What is asked
Only those lines running from the line that contains "brick pavement in the photo above." through the end of the material are to be written out, each exactly as shown.

Materials provided
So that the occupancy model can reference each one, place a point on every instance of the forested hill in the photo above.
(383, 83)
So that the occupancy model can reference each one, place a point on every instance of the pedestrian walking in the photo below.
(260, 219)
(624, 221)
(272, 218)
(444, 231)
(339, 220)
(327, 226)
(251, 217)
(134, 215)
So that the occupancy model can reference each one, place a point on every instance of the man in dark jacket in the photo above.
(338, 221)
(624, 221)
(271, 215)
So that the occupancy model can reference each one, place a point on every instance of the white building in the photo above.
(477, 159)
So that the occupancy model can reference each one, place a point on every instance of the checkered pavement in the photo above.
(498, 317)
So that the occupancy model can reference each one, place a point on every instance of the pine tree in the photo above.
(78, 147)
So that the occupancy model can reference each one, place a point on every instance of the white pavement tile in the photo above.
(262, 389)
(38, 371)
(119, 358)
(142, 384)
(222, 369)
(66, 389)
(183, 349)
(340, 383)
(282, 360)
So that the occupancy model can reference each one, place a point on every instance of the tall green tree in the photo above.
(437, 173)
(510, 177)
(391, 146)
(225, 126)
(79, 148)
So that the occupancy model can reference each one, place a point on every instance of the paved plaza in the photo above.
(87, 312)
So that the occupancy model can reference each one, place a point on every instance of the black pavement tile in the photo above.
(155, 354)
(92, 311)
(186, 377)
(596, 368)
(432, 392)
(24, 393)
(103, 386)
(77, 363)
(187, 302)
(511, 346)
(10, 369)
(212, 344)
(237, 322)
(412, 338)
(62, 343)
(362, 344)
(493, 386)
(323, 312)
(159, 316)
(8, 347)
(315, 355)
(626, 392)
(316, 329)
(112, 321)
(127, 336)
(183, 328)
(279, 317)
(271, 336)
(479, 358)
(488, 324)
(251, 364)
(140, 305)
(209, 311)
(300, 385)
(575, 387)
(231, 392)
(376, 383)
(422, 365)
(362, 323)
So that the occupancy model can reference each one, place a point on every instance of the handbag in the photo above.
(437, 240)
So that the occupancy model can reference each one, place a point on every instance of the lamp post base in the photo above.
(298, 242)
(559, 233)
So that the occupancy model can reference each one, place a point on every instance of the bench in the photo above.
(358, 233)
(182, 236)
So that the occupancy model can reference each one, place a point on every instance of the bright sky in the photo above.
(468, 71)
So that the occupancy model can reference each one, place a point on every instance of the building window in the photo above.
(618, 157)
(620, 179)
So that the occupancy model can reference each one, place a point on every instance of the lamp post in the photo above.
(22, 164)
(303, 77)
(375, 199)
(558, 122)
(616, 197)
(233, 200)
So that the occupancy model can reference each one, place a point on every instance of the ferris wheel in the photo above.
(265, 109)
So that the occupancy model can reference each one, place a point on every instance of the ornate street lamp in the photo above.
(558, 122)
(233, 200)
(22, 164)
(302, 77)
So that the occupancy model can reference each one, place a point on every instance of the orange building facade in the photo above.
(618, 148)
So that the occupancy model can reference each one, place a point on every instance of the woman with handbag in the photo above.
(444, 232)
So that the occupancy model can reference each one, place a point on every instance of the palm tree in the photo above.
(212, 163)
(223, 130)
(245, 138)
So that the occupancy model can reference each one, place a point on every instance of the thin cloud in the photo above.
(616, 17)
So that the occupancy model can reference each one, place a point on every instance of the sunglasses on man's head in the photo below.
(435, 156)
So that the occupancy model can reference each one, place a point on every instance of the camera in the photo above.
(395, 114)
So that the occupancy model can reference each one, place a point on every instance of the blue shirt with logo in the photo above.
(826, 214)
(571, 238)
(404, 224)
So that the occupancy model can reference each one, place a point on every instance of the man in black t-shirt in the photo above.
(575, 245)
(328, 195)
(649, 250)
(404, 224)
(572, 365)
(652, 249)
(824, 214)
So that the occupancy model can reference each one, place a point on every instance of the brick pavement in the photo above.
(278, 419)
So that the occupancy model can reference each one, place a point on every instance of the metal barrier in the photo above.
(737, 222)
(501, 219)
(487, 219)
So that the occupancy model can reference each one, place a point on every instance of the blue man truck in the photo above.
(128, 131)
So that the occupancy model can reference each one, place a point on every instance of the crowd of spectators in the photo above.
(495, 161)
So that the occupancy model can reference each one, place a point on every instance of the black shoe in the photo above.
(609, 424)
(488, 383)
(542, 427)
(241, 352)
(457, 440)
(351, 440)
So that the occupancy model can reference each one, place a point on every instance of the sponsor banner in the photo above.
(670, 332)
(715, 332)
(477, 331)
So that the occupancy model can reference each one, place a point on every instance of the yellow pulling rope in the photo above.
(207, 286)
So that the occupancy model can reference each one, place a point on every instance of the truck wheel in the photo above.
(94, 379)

Solution to the problem
So that the occupancy model can reference each one, place a point on every instance of the brick pavement in the photo above.
(278, 419)
So that the occupancy model can reference each one, place a point on every instance of the metal barrier in the photo above.
(737, 222)
(501, 219)
(487, 219)
So that the occupancy model can reference each one, place a point on every instance of the blue man truck in the photo above.
(128, 131)
So that the occupancy model can reference each one, place a point on every instance of the crowd of spectators in the photo above.
(495, 161)
So that the occupancy model can reference each one, place a point on every instance of the black shoe in the photo above.
(609, 424)
(488, 383)
(542, 427)
(241, 352)
(457, 440)
(351, 440)
So that the occupancy model can reference each one, place a point on every instance of the sponsor banner in the photo above.
(670, 332)
(715, 332)
(477, 331)
So that the occupancy model can reference each one, place a point on every instance of the yellow pulling rope in the photo above.
(207, 286)
So that the occupancy model can reference each one, place a point on every instance of the truck wheel in the photo above.
(94, 379)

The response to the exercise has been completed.